TASK DIRECTIONS ->
Return word for word the lines below, from the one containing "Please spot the player in" through the one containing "point(524, 28)", both included.

▼▼▼

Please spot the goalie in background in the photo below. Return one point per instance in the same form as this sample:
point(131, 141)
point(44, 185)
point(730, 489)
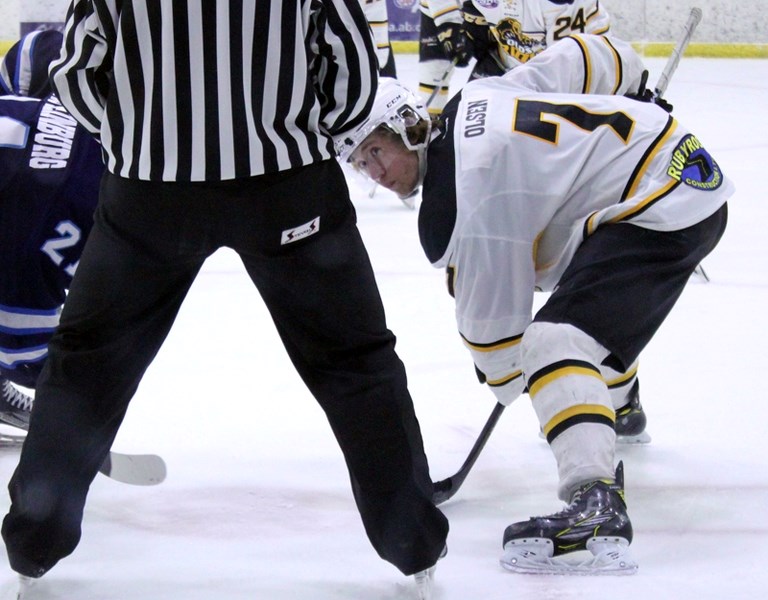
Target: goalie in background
point(498, 35)
point(606, 201)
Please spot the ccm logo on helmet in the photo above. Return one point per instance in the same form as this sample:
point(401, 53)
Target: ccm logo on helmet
point(475, 118)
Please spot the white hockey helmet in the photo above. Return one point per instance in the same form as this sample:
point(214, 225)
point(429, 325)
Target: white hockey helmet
point(396, 108)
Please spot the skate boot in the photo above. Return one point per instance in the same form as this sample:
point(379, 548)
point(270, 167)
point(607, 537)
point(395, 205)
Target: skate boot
point(596, 520)
point(15, 406)
point(631, 420)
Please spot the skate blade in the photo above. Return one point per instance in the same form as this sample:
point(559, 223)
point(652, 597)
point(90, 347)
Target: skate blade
point(11, 440)
point(425, 581)
point(640, 438)
point(605, 556)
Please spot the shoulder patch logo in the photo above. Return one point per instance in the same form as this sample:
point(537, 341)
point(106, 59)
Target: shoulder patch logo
point(302, 231)
point(692, 165)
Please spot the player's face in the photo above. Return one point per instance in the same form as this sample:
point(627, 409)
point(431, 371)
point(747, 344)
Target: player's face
point(384, 158)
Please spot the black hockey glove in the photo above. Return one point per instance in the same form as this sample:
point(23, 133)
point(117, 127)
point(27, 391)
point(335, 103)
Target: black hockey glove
point(478, 31)
point(643, 94)
point(455, 44)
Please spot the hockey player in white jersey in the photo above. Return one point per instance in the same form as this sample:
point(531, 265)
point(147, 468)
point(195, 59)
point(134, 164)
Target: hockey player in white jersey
point(507, 34)
point(606, 201)
point(378, 18)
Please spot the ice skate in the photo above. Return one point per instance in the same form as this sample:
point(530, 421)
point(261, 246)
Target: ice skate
point(595, 525)
point(15, 406)
point(25, 584)
point(631, 420)
point(425, 579)
point(424, 582)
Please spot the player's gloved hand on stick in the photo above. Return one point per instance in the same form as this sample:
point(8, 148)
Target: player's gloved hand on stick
point(455, 44)
point(643, 94)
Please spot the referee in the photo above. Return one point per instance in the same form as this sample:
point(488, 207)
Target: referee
point(215, 118)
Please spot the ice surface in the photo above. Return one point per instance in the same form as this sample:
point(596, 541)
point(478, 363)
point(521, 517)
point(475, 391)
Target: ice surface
point(257, 503)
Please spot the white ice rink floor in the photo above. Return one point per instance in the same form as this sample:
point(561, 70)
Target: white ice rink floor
point(257, 503)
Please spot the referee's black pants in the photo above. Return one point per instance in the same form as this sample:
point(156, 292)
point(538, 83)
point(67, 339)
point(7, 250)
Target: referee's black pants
point(148, 243)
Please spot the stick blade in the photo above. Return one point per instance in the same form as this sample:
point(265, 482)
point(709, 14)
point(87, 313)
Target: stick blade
point(134, 469)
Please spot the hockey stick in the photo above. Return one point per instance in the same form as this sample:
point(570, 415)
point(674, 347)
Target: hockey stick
point(674, 59)
point(677, 52)
point(133, 469)
point(445, 489)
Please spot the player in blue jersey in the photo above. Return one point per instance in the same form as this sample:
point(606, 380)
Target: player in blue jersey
point(50, 169)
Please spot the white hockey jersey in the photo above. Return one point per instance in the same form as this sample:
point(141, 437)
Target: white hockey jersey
point(536, 172)
point(524, 28)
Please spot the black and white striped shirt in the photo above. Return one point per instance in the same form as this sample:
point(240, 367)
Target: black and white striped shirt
point(206, 90)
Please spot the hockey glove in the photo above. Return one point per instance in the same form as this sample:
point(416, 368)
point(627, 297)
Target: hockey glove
point(455, 44)
point(643, 94)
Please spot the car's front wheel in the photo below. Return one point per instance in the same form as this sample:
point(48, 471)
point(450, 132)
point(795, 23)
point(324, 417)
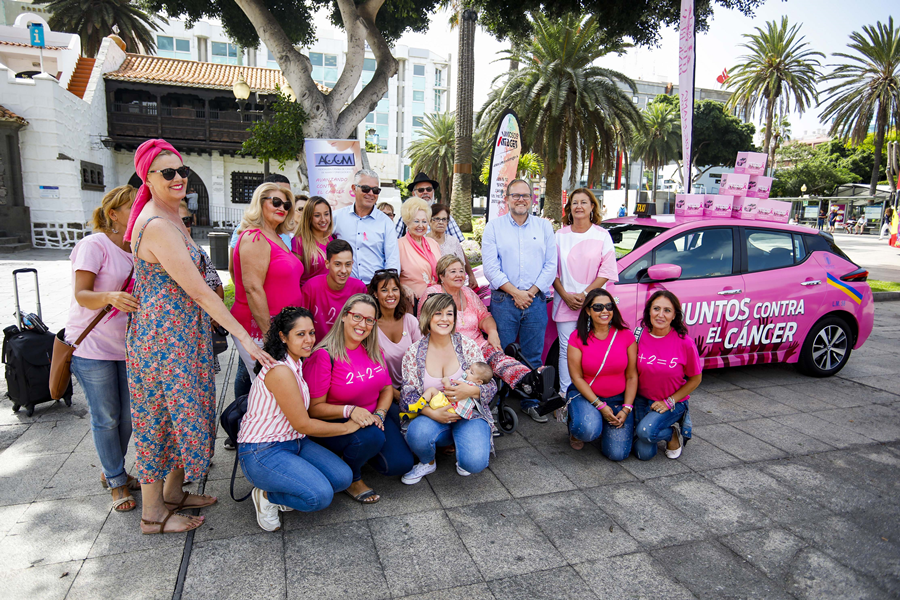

▲▲▲

EXERCISE RESPONSE ->
Please spot the player in blue jersey in the photo above. Return one point per instance in the same form as this sample:
point(606, 380)
Target: player in blue jersey
point(50, 169)
Please spot the white hockey jersey in the photo above. Return one point per instance in the same form as this sample:
point(141, 437)
Target: white hockey jersey
point(536, 172)
point(524, 28)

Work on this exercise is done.